» REQUIRED TASK
Switch every "pin" in the entries below to "marker", and write out all the lines again with nothing else changed.

• • • •

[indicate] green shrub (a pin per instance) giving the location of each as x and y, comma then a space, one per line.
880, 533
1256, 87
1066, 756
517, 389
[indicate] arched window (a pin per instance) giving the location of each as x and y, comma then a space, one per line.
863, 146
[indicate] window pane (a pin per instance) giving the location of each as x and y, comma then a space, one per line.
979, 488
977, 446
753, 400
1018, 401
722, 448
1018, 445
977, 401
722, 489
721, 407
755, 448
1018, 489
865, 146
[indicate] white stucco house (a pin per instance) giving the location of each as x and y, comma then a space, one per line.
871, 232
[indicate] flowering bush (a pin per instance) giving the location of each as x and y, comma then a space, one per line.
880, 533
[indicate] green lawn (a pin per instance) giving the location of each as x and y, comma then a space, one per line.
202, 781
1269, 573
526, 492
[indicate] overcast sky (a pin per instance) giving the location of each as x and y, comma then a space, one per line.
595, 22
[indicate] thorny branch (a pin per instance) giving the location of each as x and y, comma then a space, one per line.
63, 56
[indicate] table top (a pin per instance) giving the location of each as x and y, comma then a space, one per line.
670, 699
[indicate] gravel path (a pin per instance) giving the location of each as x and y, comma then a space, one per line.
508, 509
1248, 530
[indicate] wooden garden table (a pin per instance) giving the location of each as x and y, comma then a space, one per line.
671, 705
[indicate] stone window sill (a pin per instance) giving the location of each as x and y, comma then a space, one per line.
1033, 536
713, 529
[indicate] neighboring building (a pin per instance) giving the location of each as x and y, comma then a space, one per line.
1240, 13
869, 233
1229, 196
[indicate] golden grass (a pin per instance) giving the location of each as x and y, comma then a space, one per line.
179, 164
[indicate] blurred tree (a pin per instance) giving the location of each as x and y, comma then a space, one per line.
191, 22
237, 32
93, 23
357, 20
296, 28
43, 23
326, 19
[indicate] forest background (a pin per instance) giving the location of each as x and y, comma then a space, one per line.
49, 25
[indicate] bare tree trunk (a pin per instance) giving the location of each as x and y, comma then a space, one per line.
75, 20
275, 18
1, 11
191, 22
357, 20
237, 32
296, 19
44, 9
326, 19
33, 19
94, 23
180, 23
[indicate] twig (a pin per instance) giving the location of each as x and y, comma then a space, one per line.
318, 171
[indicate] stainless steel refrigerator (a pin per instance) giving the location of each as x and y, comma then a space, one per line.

• • • •

» WORKED ANSWER
[indicate] green shrub (a marker per instance) giving the location of each as x and y, comma then a space, one per line.
880, 533
1256, 87
1066, 756
517, 389
[indicate] arched window (a marker per instance) giving the location of each as x and y, comma then a space, one per line.
863, 146
[indicate] window pane (a marker per instance) giving the location of each as x and y, comma then a space, one per line.
979, 488
977, 446
753, 400
1018, 401
722, 448
1018, 445
977, 401
722, 489
721, 407
755, 448
1018, 489
865, 146
[indicate] white stucco house (a marker per instance) giving the location of each as x and y, comma then a space, one per line.
871, 232
[indicate] flowering bush (a marker per instance) giving the location of each as x and y, comma then a space, one per line.
880, 533
[indicate] green lawn (a marker per instance) giving the location of each as x and y, comma then a space, one per line.
202, 781
1269, 573
526, 492
[indicate] overcast sky (a marker per instance) giving the location of each as x and y, comma then a space, one per line.
595, 22
[indicate] thorny branch (a marker per instance) giving the location of each as x and y, comma then a space, one per line.
63, 56
[indicate] table top (a marker per instance) giving the location of each as x and y, comma then a space, one per line.
670, 699
[indicate] gravel path (a marker per instance) giving the location of each as x and y, comma then a space, one per line.
508, 509
1248, 530
[indicate] wooden garden table (a marker per instance) giving the location of each as x and y, comma then a space, one per line.
671, 705
[indicate] stone window sill (a marker per instance) giving the location of each as x and y, comma then a space, one per line.
1033, 536
713, 529
[indicate] neighboring building (a marker per instance) giving the location of each as x and y, comma then a space, one per line.
1240, 13
869, 233
1229, 196
[indicate] golden grass (a marker per instance) giving the location of each as x and y, comma then a space, one per line.
179, 164
[indicate] blurred tree (a marker per instance) giving the location of each as x and y, comma then a space, one per line.
191, 22
237, 32
93, 23
357, 20
296, 28
43, 23
326, 19
[indicate] forest background (a marker per instance) giving the location of each as x and y, comma then a space, one per line.
49, 25
[indicate] bare tree trunk (a marker per instance) giving the location of each as x and y, comma then a space, one per line.
75, 20
275, 18
1, 11
191, 22
357, 20
237, 32
296, 19
44, 9
326, 19
33, 19
94, 23
180, 23
[indicate] twig (a marker per instance) giving the location of each as x and y, comma then a space, one per line.
318, 171
[indicate] stainless steel refrigerator (a marker per instance) giving the location of each as x and y, comma then a space, one per line.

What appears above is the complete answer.